== Dataset entries ==

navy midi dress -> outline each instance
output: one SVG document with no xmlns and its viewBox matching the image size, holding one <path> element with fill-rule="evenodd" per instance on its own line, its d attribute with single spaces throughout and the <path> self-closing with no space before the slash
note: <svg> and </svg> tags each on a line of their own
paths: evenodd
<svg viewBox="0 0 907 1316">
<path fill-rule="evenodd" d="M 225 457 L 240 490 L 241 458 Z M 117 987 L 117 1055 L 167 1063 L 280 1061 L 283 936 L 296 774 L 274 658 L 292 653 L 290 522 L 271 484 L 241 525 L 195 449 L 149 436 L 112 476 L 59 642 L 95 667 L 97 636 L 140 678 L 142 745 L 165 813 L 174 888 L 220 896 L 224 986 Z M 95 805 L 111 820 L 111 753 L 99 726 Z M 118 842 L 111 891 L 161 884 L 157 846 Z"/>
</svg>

===

Rewrite the records, replacing "navy midi dress" with "red midi dress" and leaving everything else unchanged.

» **Exercise result**
red midi dress -> outline each instance
output: one SVG document with no xmlns and its viewBox matching the image size, holding one <path> element with fill-rule="evenodd" per instance on its own line, its d attribute with single spaces throughout and the <path> self-closing with no space before the slash
note: <svg> and </svg> tags each on a line of their own
paths: evenodd
<svg viewBox="0 0 907 1316">
<path fill-rule="evenodd" d="M 225 457 L 240 490 L 241 458 Z M 117 987 L 117 1055 L 167 1063 L 280 1061 L 283 936 L 296 774 L 274 658 L 292 653 L 290 522 L 271 484 L 241 525 L 195 449 L 149 436 L 112 476 L 59 642 L 95 667 L 97 636 L 140 678 L 142 745 L 165 813 L 174 888 L 220 896 L 224 986 Z M 95 805 L 111 820 L 111 753 L 99 726 Z M 118 842 L 111 891 L 161 884 L 157 846 Z"/>
</svg>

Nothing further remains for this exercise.